# Elite-5 HDI Combo



## keepinitreel (Apr 11, 2004)

Is this a good price on Lowrance 000-11146-001 Elite-5 HDI Combo with Basemap and 50/200-455/800KHz Transducer. 
$309.00 Free Shipping

Also,I know its for deeper water application but will it be fine for inland and Lake Erie? The 83/200 is more expensive.


I am thinking of upgrading for my kayak.

Thank You


----------



## Nissan (Dec 26, 2014)

I just installed one in my new toy for money I do not think you can do better. Video on YT of Catfisherman with 7HDI goes through the advantage. Having both di and broadband on two screen shots is awesome! Full color display for what black and white cost few years ago with just DSI. There a buy, check classifieds moving five 5xHDIs and couple 4 HDI with chart plotter. For me chart plotter will not really get used will be running sonar. Played around with plotter it does have cool settings give speed few other options. Really my Ipilot Link does that and speedo lol enough. Both units have split flashers for Icefisherman. Both have voltage indicators. Tough to find go to overlay data, ADD and there is box for Voltage. I may end up putting 4HDI on my dash as all other parts same just drop it on. Like size and quality of unit. Not sure which one I will stick with until next season. Either one is huge upgrade over my black and white unit pulled on this rig.


----------



## crappiedude (Mar 12, 2006)

keepinitreel said:


> I *know its for deeper water application but will it be fine for inland and Lake Erie? The 83/200 is more expensive*.
> 
> 
> I am thinking of upgrading for my kayak.
> ...


Personally I would buy what you really want (or need). Why save a few bucks and hope it works. I would get the unit with 83/200 then you KNOW it will do what you need it to do.


----------

::::

Could you copy out the entire Elite-5 HDI Combo thread, word for word? The data after this thread isn't needed for anything here.

## [Provided material]
::::

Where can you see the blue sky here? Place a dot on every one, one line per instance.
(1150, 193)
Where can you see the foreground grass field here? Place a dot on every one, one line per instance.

::::

## [Response below]
# Elite-5 HDI Combo



## keepinitreel (Apr 11, 2004)

Is this a good price on Lowrance 000-11146-001 Elite-5 HDI Combo with Basemap and 50/200-455/800KHz Transducer. 
$309.00 Free Shipping

Also,I know its for deeper water application but will it be fine for inland and Lake Erie? The 83/200 is more expensive.


I am thinking of upgrading for my kayak.

Thank You


----------



## Nissan (Dec 26, 2014)

I just installed one in my new toy for money I do not think you can do better. Video on YT of Catfisherman with 7HDI goes through the advantage. Having both di and broadband on two screen shots is awesome! Full color display for what black and white cost few years ago with just DSI. There a buy, check classifieds moving five 5xHDIs and couple 4 HDI with chart plotter. For me chart plotter will not really get used will be running sonar. Played around with plotter it does have cool settings give speed few other options. Really my Ipilot Link does that and speedo lol enough. Both units have split flashers for Icefisherman. Both have voltage indicators. Tough to find go to overlay data, ADD and there is box for Voltage. I may end up putting 4HDI on my dash as all other parts same just drop it on. Like size and quality of unit. Not sure which one I will stick with until next season. Either one is huge upgrade over my black and white unit pulled on this rig.


----------



## crappiedude (Mar 12, 2006)

keepinitreel said:


> I *know its for deeper water application but will it be fine for inland and Lake Erie? The 83/200 is more expensive*.
> 
> 
> I am thinking of upgrading for my kayak.
> ...


Personally I would buy what you really want (or need). Why save a few bucks and hope it works. I would get the unit with 83/200 then you KNOW it will do what you need it to do.


----------